§ **Aim of the exercise**
Please return every line in the following data that includes the string "blue".

(Items from a data source)
▬▬▬

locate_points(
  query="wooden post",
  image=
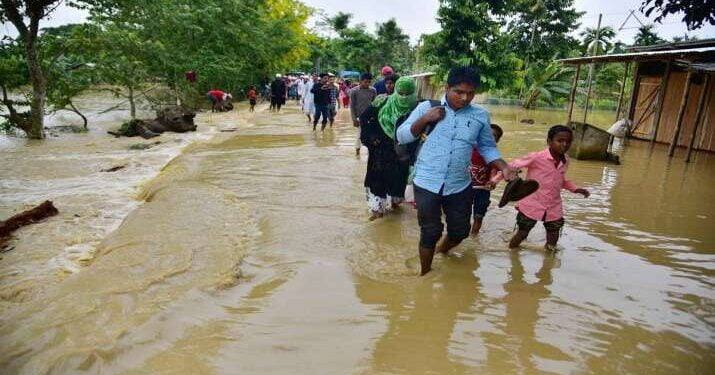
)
(634, 94)
(699, 114)
(590, 68)
(572, 96)
(681, 113)
(623, 90)
(661, 98)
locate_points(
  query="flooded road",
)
(252, 253)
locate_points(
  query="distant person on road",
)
(380, 85)
(548, 167)
(219, 100)
(278, 93)
(386, 176)
(334, 93)
(252, 96)
(442, 183)
(321, 96)
(307, 102)
(360, 98)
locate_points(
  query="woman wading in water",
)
(386, 177)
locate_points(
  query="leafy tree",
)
(13, 75)
(646, 36)
(546, 82)
(393, 46)
(595, 47)
(25, 16)
(540, 30)
(695, 12)
(70, 70)
(472, 34)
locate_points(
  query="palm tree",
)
(646, 36)
(594, 47)
(545, 82)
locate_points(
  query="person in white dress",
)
(307, 99)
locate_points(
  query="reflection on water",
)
(254, 255)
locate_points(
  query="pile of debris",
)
(174, 119)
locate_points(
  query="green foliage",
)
(230, 44)
(355, 48)
(647, 37)
(593, 46)
(472, 35)
(545, 82)
(695, 12)
(540, 29)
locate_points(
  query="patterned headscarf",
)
(394, 106)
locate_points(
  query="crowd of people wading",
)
(445, 149)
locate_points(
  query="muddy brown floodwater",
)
(252, 253)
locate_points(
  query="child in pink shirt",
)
(548, 168)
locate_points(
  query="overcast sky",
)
(417, 17)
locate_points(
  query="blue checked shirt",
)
(444, 159)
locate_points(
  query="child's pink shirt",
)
(545, 203)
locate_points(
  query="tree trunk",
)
(132, 105)
(75, 110)
(34, 10)
(39, 83)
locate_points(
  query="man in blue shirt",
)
(442, 181)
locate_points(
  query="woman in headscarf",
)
(386, 176)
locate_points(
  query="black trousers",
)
(457, 210)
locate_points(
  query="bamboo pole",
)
(634, 94)
(661, 98)
(590, 68)
(572, 96)
(681, 113)
(699, 114)
(623, 90)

▬▬▬

§ **Task response**
  query="blue checked shirt",
  query="man in blue shirt",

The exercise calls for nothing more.